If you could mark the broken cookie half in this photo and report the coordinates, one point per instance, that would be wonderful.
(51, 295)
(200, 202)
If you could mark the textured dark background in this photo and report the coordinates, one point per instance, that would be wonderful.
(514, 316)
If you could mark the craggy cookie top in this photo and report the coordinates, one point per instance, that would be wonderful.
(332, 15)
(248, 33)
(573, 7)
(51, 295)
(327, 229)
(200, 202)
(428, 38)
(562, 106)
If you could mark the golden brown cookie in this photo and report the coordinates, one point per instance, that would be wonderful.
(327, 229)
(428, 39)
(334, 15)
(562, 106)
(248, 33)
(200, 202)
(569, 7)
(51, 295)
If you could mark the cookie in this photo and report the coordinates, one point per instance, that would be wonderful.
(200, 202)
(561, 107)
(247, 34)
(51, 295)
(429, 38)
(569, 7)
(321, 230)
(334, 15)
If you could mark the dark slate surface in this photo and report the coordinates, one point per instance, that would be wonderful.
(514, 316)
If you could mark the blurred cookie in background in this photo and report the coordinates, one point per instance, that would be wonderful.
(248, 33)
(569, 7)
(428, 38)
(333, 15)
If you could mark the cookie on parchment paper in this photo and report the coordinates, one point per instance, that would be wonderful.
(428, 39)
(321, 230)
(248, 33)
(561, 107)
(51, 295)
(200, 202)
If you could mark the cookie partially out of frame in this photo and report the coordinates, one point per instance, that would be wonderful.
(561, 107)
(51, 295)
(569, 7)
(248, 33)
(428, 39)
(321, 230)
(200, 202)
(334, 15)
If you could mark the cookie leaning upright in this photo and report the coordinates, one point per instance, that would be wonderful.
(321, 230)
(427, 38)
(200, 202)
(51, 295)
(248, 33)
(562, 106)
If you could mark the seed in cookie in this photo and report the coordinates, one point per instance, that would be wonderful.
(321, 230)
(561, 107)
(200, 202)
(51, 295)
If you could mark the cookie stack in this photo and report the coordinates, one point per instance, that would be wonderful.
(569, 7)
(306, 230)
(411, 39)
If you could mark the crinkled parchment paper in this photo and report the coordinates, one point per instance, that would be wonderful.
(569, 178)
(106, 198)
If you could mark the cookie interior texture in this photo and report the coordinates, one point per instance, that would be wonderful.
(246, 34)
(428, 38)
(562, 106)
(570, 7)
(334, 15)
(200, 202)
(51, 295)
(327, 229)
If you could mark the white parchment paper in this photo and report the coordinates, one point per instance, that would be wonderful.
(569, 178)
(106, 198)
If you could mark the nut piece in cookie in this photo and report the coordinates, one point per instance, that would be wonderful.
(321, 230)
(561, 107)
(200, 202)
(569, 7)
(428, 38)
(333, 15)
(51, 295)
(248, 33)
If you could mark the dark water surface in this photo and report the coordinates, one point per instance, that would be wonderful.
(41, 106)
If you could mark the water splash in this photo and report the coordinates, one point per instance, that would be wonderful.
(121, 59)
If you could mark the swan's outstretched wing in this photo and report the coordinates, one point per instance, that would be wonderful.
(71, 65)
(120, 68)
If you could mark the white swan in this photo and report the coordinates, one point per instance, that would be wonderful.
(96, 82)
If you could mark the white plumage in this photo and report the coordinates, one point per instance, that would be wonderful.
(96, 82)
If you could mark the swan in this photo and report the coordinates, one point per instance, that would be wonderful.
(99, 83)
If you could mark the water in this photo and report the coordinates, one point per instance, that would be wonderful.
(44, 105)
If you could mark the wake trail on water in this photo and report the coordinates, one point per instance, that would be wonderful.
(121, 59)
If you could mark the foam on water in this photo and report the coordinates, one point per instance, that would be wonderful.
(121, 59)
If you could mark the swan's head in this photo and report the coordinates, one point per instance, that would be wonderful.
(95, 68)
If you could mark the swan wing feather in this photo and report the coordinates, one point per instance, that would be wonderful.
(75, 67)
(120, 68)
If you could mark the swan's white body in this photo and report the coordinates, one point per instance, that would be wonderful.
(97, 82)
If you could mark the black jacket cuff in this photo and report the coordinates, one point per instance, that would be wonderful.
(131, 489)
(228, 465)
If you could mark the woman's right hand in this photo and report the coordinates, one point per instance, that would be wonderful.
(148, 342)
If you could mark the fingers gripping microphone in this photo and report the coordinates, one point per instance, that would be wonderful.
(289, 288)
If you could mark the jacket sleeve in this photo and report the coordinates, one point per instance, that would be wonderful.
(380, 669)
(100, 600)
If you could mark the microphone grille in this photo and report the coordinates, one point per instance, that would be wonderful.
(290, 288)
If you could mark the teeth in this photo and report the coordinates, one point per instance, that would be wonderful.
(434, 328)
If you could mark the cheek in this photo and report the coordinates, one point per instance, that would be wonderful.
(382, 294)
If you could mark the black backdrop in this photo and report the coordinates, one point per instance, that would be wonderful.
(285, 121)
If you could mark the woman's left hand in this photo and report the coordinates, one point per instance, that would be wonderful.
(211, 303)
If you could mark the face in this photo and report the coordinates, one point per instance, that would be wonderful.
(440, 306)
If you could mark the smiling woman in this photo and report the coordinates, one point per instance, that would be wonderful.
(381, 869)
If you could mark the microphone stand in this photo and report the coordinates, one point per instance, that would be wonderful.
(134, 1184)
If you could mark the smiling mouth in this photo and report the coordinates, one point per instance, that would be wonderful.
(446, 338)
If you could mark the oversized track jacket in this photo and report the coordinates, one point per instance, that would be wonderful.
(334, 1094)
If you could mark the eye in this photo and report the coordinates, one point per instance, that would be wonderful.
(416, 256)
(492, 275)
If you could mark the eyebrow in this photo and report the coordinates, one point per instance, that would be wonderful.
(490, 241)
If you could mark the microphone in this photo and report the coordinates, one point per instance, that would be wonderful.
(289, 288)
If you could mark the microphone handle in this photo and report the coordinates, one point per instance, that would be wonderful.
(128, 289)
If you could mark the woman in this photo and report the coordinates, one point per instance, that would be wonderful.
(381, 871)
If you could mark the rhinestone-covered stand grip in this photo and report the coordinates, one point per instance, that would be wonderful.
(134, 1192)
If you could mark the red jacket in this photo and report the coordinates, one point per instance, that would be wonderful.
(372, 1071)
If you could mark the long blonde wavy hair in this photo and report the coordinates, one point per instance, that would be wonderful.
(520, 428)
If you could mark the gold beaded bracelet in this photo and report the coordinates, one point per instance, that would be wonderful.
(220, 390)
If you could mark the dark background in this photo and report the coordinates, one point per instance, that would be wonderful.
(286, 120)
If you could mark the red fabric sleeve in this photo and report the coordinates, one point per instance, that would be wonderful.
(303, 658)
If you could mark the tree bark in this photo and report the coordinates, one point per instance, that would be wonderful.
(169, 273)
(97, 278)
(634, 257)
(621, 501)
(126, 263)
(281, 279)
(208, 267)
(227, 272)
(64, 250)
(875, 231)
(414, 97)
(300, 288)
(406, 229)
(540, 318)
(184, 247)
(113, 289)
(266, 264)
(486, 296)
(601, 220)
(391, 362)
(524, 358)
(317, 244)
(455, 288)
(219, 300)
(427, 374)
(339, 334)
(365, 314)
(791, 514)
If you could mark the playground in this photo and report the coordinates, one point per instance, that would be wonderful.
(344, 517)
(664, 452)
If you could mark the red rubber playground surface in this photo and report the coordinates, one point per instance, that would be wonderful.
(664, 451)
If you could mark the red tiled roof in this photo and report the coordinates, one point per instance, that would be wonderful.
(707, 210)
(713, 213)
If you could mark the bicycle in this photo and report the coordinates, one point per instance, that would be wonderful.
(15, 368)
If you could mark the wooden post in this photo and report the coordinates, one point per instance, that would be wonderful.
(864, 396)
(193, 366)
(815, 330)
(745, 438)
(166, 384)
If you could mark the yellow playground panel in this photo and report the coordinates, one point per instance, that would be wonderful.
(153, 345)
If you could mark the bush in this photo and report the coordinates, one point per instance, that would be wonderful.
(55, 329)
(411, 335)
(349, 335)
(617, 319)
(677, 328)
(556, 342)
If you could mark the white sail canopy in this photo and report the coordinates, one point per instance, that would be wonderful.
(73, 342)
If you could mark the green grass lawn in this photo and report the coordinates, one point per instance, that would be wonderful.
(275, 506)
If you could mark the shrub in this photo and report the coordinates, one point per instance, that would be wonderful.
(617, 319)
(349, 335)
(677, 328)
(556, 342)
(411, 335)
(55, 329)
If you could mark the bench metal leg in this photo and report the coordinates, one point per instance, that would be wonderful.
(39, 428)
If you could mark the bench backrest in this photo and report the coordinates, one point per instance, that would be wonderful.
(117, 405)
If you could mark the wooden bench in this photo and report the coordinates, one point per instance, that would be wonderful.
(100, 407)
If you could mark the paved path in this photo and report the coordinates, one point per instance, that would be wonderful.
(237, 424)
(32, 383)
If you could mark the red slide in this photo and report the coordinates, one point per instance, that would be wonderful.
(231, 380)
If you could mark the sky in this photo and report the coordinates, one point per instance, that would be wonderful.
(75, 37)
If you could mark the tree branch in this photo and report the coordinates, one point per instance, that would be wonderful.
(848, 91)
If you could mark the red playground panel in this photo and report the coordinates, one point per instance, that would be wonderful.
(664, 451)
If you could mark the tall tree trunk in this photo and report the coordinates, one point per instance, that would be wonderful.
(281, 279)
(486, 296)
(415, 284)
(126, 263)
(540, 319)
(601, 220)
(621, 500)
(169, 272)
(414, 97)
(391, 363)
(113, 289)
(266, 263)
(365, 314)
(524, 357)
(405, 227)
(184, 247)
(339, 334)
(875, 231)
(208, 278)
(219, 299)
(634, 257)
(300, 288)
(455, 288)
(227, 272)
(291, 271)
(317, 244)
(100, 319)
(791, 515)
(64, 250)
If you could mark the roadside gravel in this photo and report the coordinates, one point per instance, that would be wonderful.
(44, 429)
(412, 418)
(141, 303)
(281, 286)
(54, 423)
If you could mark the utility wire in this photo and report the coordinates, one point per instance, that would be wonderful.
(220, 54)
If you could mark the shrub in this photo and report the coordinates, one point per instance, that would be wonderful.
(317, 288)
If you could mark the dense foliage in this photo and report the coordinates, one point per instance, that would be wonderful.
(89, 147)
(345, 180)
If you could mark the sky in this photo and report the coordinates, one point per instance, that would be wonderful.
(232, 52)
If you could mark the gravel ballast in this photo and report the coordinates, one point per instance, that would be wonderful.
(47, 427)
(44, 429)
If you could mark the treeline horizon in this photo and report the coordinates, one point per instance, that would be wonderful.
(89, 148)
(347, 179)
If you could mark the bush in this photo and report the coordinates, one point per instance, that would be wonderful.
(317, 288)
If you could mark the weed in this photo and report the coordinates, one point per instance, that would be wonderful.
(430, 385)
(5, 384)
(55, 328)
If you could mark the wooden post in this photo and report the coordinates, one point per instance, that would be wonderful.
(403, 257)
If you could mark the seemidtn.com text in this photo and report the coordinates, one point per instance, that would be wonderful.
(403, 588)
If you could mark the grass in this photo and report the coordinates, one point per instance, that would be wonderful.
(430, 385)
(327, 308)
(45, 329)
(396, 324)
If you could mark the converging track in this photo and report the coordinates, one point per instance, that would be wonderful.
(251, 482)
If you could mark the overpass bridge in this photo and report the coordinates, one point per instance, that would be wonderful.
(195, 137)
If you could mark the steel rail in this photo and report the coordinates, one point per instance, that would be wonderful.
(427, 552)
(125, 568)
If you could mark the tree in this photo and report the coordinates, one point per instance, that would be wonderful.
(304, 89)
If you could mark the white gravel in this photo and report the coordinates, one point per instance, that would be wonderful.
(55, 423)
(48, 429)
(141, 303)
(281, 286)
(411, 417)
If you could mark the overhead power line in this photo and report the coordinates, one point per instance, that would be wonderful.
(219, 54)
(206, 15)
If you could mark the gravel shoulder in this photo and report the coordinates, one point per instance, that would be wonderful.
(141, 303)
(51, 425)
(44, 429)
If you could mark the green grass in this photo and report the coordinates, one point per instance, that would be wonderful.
======
◆ **YOUR INSTRUCTIONS**
Please retype exactly, and only, the lines starting at the one that contains "If you could mark the steel" and ending with the last line of the material.

◆ **RESPONSE AREA**
If you could mark the steel rail in this photo and report the coordinates, one point per instance, that would be wonderful.
(427, 552)
(125, 568)
If you could mark the tree in this photo and report the coordinates, one point per instance, that would be wonderful.
(304, 89)
If you could mark the white gravel in this photo and report the coordinates, one point per instance, that would be wonderful.
(55, 423)
(48, 429)
(141, 303)
(281, 286)
(411, 417)
If you could mark the overhead power line in this photo and report the coordinates, one point per instance, that would be wonderful.
(219, 54)
(206, 15)
If you could mark the gravel shoulder in this photo and report the coordinates, one point per instance, that would be wonderful.
(141, 303)
(51, 425)
(44, 429)
If you could mark the green grass in this photo and report the coordinates, one point per instance, that would be wonderful.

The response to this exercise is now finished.